REQUIREMENTS
Every entry that follows should be repeated exactly; drop the images.

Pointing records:
========
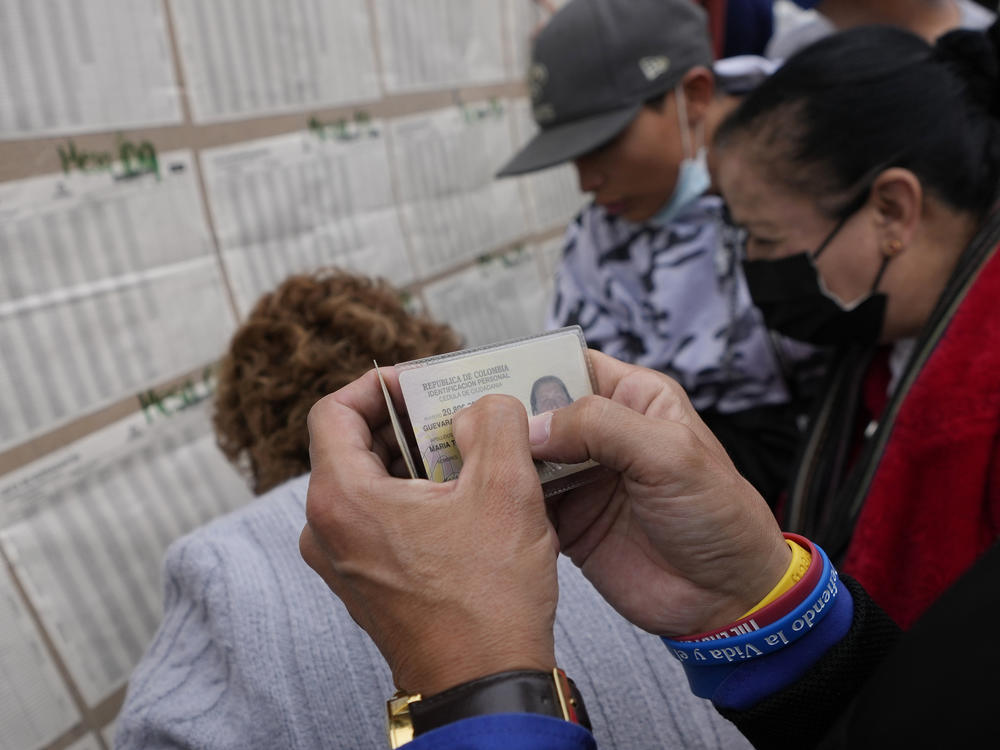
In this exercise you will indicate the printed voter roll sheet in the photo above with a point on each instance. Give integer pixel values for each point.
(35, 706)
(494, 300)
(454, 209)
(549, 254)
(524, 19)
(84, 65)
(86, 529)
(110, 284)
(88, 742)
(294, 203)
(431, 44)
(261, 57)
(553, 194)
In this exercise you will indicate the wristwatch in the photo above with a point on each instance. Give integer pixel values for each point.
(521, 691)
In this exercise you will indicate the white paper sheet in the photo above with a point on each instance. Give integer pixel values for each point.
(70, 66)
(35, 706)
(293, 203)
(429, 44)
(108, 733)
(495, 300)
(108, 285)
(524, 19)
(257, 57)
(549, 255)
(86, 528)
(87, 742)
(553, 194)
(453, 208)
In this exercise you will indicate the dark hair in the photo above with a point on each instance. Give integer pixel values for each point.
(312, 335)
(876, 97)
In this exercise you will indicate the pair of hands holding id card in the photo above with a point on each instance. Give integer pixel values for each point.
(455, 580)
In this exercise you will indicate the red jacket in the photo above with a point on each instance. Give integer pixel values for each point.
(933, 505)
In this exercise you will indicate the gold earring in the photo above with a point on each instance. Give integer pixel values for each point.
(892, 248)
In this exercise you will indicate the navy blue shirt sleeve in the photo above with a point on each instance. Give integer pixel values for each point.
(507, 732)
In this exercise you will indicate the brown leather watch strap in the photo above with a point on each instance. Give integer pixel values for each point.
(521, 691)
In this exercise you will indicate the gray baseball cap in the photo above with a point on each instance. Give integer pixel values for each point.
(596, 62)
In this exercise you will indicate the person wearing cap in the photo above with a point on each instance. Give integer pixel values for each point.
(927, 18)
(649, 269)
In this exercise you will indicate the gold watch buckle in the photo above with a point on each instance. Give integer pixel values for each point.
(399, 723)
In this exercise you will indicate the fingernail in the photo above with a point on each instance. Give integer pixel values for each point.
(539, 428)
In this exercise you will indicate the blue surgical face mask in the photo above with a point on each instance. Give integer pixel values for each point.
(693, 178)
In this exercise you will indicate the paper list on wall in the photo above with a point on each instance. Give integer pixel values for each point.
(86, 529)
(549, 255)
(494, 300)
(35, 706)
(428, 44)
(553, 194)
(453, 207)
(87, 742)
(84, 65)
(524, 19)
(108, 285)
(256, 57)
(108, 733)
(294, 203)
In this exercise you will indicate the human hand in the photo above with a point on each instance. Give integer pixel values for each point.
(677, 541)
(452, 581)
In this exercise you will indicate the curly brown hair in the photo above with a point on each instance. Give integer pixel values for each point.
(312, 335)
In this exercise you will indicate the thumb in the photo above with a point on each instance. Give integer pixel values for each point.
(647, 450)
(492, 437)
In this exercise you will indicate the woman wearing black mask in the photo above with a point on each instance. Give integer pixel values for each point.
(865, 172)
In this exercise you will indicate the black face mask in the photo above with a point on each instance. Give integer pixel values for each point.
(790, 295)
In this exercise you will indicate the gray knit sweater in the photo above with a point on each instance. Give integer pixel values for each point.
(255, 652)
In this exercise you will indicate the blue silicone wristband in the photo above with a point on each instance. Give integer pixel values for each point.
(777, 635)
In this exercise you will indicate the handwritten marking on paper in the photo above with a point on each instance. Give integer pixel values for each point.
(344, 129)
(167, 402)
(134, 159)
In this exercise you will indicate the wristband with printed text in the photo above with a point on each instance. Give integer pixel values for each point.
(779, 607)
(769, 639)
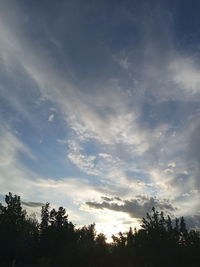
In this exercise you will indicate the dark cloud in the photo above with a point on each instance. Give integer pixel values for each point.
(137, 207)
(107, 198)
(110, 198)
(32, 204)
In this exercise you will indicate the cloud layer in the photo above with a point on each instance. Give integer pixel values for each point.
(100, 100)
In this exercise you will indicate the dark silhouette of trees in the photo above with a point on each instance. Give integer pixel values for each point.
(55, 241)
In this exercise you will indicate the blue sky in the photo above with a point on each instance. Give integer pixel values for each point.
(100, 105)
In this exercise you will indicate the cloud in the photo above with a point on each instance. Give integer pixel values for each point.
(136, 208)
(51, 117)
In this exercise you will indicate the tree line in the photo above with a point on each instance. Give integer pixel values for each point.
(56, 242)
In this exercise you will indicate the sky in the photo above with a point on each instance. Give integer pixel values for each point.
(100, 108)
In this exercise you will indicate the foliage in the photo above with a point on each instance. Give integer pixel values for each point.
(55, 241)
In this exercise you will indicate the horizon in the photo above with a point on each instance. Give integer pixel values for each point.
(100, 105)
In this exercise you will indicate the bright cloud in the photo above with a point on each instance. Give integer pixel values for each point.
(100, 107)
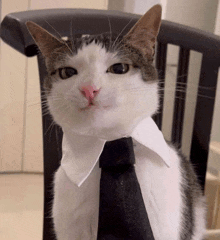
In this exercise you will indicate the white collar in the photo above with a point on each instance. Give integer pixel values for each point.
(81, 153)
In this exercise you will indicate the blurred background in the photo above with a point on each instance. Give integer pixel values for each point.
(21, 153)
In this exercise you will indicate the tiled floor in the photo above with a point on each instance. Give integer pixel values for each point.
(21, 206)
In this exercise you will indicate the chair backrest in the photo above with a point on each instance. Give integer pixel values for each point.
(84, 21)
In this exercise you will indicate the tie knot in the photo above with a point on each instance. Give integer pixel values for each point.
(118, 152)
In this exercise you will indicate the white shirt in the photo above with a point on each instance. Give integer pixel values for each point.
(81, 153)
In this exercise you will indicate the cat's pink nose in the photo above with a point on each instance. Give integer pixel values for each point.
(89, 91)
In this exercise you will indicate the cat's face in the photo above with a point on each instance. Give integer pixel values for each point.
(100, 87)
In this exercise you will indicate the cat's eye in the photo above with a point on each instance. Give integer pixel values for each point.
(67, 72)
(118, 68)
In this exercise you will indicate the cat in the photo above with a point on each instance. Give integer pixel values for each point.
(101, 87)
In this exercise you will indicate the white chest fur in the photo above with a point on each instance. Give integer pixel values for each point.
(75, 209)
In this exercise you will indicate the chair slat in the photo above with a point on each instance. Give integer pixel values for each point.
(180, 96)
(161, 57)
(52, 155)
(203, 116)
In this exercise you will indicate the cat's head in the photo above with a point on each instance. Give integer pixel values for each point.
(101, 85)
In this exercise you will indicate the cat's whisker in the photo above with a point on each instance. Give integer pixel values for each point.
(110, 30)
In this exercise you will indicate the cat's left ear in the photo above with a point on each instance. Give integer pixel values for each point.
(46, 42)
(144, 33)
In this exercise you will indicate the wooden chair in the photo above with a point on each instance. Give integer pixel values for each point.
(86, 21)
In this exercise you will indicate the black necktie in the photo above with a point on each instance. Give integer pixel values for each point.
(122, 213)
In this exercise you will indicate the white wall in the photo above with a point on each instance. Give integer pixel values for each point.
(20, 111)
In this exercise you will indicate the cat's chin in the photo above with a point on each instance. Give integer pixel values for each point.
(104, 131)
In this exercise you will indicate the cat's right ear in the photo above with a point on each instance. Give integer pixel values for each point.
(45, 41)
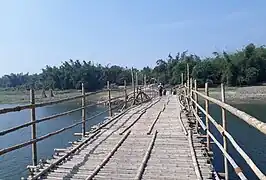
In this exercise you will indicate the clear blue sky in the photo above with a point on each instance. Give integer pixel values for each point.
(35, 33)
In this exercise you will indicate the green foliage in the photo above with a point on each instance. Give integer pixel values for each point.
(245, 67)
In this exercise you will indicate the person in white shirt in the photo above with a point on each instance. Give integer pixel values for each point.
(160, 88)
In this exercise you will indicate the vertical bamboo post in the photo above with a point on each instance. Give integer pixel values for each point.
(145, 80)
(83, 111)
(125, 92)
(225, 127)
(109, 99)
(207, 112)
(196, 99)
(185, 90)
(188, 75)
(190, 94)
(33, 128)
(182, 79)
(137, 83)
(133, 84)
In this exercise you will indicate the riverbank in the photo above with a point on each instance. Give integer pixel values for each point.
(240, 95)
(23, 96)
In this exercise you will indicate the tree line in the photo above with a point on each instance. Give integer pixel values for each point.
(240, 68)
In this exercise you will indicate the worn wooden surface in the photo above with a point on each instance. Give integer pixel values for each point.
========
TASK RESPONSE
In this exercise you will indicate the printed voter roll sheet in the photo above with a point on each instance. Give integer pixel values for each point.
(35, 706)
(494, 300)
(454, 209)
(549, 254)
(524, 19)
(84, 65)
(86, 529)
(110, 284)
(88, 742)
(294, 203)
(431, 44)
(261, 57)
(553, 194)
In this exercise you will indicate the wristwatch in the photo above with a point on each instance. Give integer pixel values for each point.
(521, 691)
In this exercise you will indicate the white paper sheet in the photo above with a point on each instance. Give integer pixel values for each point.
(70, 66)
(35, 706)
(293, 203)
(429, 44)
(108, 733)
(495, 300)
(108, 285)
(524, 19)
(257, 57)
(549, 255)
(86, 528)
(87, 742)
(553, 194)
(453, 208)
In this exercise you will indicate the dark hair in the photo above with a point on each instance. Give integer pixel values for each point.
(312, 335)
(876, 97)
In this exercise you will indicate the pair of hands holding id card in the photo above with a point on each instance. Give integer pixel values for each point.
(455, 580)
In this exercise you will indicate the red jacket in the photo above with a point on each instance. Give integer pixel values for each point.
(933, 505)
In this exercise you will indicate the gold earring in the photo above with a point on each instance. Give integer pixel values for each point.
(892, 248)
In this exercise you will indicate the navy blue shirt sleeve in the photo above with a point on each instance. Give integer pixel values for each point.
(507, 732)
In this exercise you will indicate the brown leather watch strap in the photo above with a point on each instance. Give integer pixel values for each point.
(521, 691)
In this exercise you will indicate the gray baseball cap in the photo above with a point on each instance. Give integer pixel values for each point.
(596, 62)
In this exercise you will indicate the person wearing cap in the photo above with a point on each instance. Give integer pixel values for each point.
(927, 18)
(649, 269)
In this exercise you will indicate the gold watch buckle in the photo above with a point on each instance. Give integer pixel values for each point.
(399, 723)
In this exercise you will indicate the fingernail in the photo above with a point on each instance. Give integer pixel values for each point.
(539, 428)
In this exercise you will indicate the blue surgical face mask in the photo above with a point on each instance. Give integer pixel values for each point.
(693, 178)
In this exercise you will indicate the paper list on wall in the photo above with a point on each instance. Give integer pixel values for each point.
(86, 529)
(549, 255)
(494, 300)
(35, 706)
(428, 44)
(553, 194)
(453, 207)
(87, 742)
(84, 65)
(524, 19)
(108, 285)
(256, 57)
(108, 733)
(294, 203)
In this exercise you will indicate the human hand in the photo above with a point on each instance. Give integer pixel values for each point.
(677, 541)
(452, 581)
In this exercise you will indicate the curly brown hair in the photo above with a point on each instance. Give integer pixel values for each point.
(312, 335)
In this exercise you will indicate the thumb in the photo above with a point on each instance. Give integer pixel values for each point.
(647, 450)
(492, 437)
In this exercise you will indicate the woman wearing black mask in the photo above with a point on each instance. Give integer pixel values for each point.
(865, 172)
In this exercise you will indicate the black face mask in the photo above with a point on each instance. Give integer pixel values for each point.
(790, 295)
In this exercise you will indicate the gray knit sweater in the photo above with a point on each instance. Give integer pixel values for each point.
(255, 652)
In this exercise you will indicate the blue silicone wristband in the photo above with a point on each instance. Give integer pixel values for each point.
(777, 635)
In this exercise you will indicate the handwritten marking on paper in the photo above with a point on each instance. Give integer pixel values for each point.
(344, 129)
(167, 402)
(134, 159)
In this exercise you will indicate the wristband with printed text in the photo above with a point on each instance. Give integer pixel values for each point.
(779, 607)
(769, 639)
In this exercise you will indicate the dark cloud in the photo above with a point on each instance. Give integer pixel values for each point.
(137, 207)
(107, 198)
(110, 198)
(32, 204)
In this exercise you will indicate the cloud layer in the photo above with a point on each instance. Give integer pixel values for each point.
(100, 100)
In this exercise you will indicate the dark silhouette of trees in the photo above with a point on each instance. Give integer pixel values for each point.
(55, 241)
In this exercise you will indicate the blue sky in the photo above with a point on each instance. Give integer pixel values for each point.
(100, 105)
In this exercise you will indicate the cloud in the photo above with a point on each instance. Give integer pixel values for each point.
(136, 208)
(51, 117)
In this exercise you will indicate the tree line in the photo above with a point on each instance. Give integer pixel values for each point.
(56, 242)
In this exercise you will indicate the sky in the photo above with a point on each instance. Give integer pixel values for each point.
(100, 108)
In this exercise you will indicate the foliage in the photo above with a point on each instance. Give integer pixel values for each point.
(55, 241)
In this exercise you will indicate the horizon in the photo above with a point on each instance. Give integer pixel values for each point.
(100, 105)
In this exercise you will indicate the bright cloud in the photo above with a point on each instance. Give integer pixel values for each point.
(100, 107)
In this exercise you will indicate the white collar in the photo above with a point on each instance. Give integer pixel values for each point.
(81, 153)
In this exercise you will indicate the blurred background in the photo above with a point on each instance. Give integer pixel values for each point.
(21, 153)
In this exercise you will indicate the tiled floor in the photo above with a point on each instance. Give integer pixel values for each point.
(21, 206)
In this exercise you will indicate the chair backrest in the photo above with a point on each instance. Give integer pixel values for each point.
(84, 21)
In this exercise you will indicate the tie knot in the photo above with a point on each instance. Give integer pixel values for each point.
(118, 152)
In this exercise you will indicate the white shirt in the photo above with a point on each instance. Give integer pixel values for each point.
(81, 153)
In this exercise you will indicate the cat's pink nose in the photo above with a point on each instance. Give integer pixel values for each point.
(89, 91)
In this exercise you will indicate the cat's face in the photo above with a point on each instance. Give integer pixel values for each point.
(100, 87)
In this exercise you will indicate the cat's eye in the photo above with a point on each instance. Give integer pixel values for each point.
(67, 72)
(118, 68)
In this exercise you will indicate the cat in the photo above with a point on each instance. Give integer pixel values for each point.
(101, 87)
In this exercise you will indicate the white chest fur in the photo above with a point on each instance. Give integer pixel values for each point.
(75, 209)
In this exercise you will indicate the chair slat in the photo above with a point on each instance. Give integer pixel values for each point.
(180, 96)
(161, 57)
(52, 155)
(203, 116)
In this exercise you will indicate the cat's head in the photo above with a point on each instance. Give integer pixel values for each point.
(101, 85)
In this exercise you will indicate the cat's whisker in the photo above with a point on each instance. Give integer pixel values for each point.
(110, 30)
In this exercise you will indicate the cat's left ear in the photo above with a point on each instance. Give integer pixel values for each point.
(46, 42)
(144, 33)
In this exercise you will indicate the wooden chair in the photo above with a point on each instance. Give integer pixel values for each point.
(86, 21)
In this exercise you will indicate the black necktie in the photo above with a point on each instance. Give integer pixel values for each point.
(122, 213)
In this exercise you will indicate the white wall in the photo above with a point on each instance. Give integer pixel values for each point.
(20, 111)
In this exercise you will indicate the cat's chin in the photo above with a point on each instance. Give integer pixel values for each point.
(104, 131)
In this exercise you will indicate the cat's right ear in the photo above with a point on each instance. Give integer pixel values for each point.
(45, 41)
In this exercise you will indicate the clear blue sky in the photo above with a point on each instance. Give integer pixel values for each point.
(35, 33)
In this exercise you will indicate the green foliage in the photo above with a point on each instance. Give integer pixel values for each point.
(245, 67)
In this exercise you will indicate the person in white shirt in the photo above with a point on each instance. Give integer pixel values for each point.
(160, 88)
In this exercise you will indicate the vertical bamboo post in the photo above with a point on each instance. Give integer pixel values for each point.
(145, 80)
(83, 111)
(125, 92)
(225, 127)
(109, 99)
(207, 112)
(196, 99)
(185, 90)
(188, 75)
(190, 94)
(33, 128)
(182, 79)
(137, 83)
(133, 84)
In this exercise you will indicate the riverbank in the photo above with a point on each instance. Give integer pixel values for each point.
(240, 95)
(23, 96)
In this exercise you will indicate the tree line in the photo above with a point on each instance. Give integer pixel values for each point.
(240, 68)
In this exercise you will indicate the worn wooden surface in the photo above with a point on each instance. Give integer pixel values for each point.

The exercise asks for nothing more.